Please copy the passage on writing assignments from "Dorina Tila shares" to "in this assignment.", word for word.

- Source passage -

+-------+

Kelly Kinney’s “Breaking into Print: The Book Review Genre in an Introductory Graduate Seminar in Rhetoric, Composition, and Writing Studies” asks students to write a book review of a recent monograph, aimed at two goals. First, the project allows graduate students in an introductory course to connect their areas of prior expertise with those explored in rhetoric, composition, and writing studies, leading to increased learning and engagement in the field’s research. Next, it aims to help young scholars write a publishable article, building early confidence and knowledge about how to get their writing out to readers.
Kelly Blewett’s “Meaningful Writing Assignments in a Graduate Certificate Program Practicum” tackles a similar pedagogical scene—a graduate certificate program in rhetoric and composition with a group of students who bring diverse types of prior knowledge of the field into the course. Blewett’s assignment guides students to compose a writing prompt as well as a reflective letter. The assignment, like Kinney’s, provides graduate students with a meaningful opportunity to explore and share relevant research from rhetoric and composition.
Dorina Tila shares an assignment from a macroeconomics course in “Writing Across the Curriculum (WAC) Assignment in Macroeconomics: Collect, Analyze, Interpret and Implement Policies Based on Economic Indicators.” Economics instructors who are interested in how to offer students experience with data collection, analysis, and interpretation through a writing assignment will find detailed guidance for doing so in this assignment.
In “Inquiry Journal Facilitation: A Writing Assignment for Practicing Exploratory Speech,” Jessica Rivera-Mueller describes a project for preservice teachers that combines writing and presentation to build skills of deliberative inquiry. In moving from writing an “inquiry journal” to sharing “exploratory speech” about a key idea that emerged from their clinical teaching experience, students gain practice with key intellectual moves, like framing observations and posing questions.

+-------+

- Stored items from a collection -
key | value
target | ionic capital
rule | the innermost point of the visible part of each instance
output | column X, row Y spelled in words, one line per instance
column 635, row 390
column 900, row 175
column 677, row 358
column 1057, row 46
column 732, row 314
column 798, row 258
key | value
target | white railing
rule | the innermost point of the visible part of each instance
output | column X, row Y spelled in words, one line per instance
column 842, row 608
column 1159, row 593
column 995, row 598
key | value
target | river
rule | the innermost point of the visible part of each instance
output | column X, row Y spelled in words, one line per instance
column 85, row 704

+-------+

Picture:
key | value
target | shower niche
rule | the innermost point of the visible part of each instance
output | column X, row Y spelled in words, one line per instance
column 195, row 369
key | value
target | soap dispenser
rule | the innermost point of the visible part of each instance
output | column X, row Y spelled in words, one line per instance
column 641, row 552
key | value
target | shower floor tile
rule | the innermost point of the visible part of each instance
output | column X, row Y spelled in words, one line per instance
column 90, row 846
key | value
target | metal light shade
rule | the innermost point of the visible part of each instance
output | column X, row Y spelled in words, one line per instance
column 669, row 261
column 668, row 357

+-------+

- Finished exercise -
Dorina Tila shares an assignment from a macroeconomics course in “Writing Across the Curriculum (WAC) Assignment in Macroeconomics: Collect, Analyze, Interpret and Implement Policies Based on Economic Indicators.” Economics instructors who are interested in how to offer students experience with data collection, analysis, and interpretation through a writing assignment will find detailed guidance for doing so in this assignment.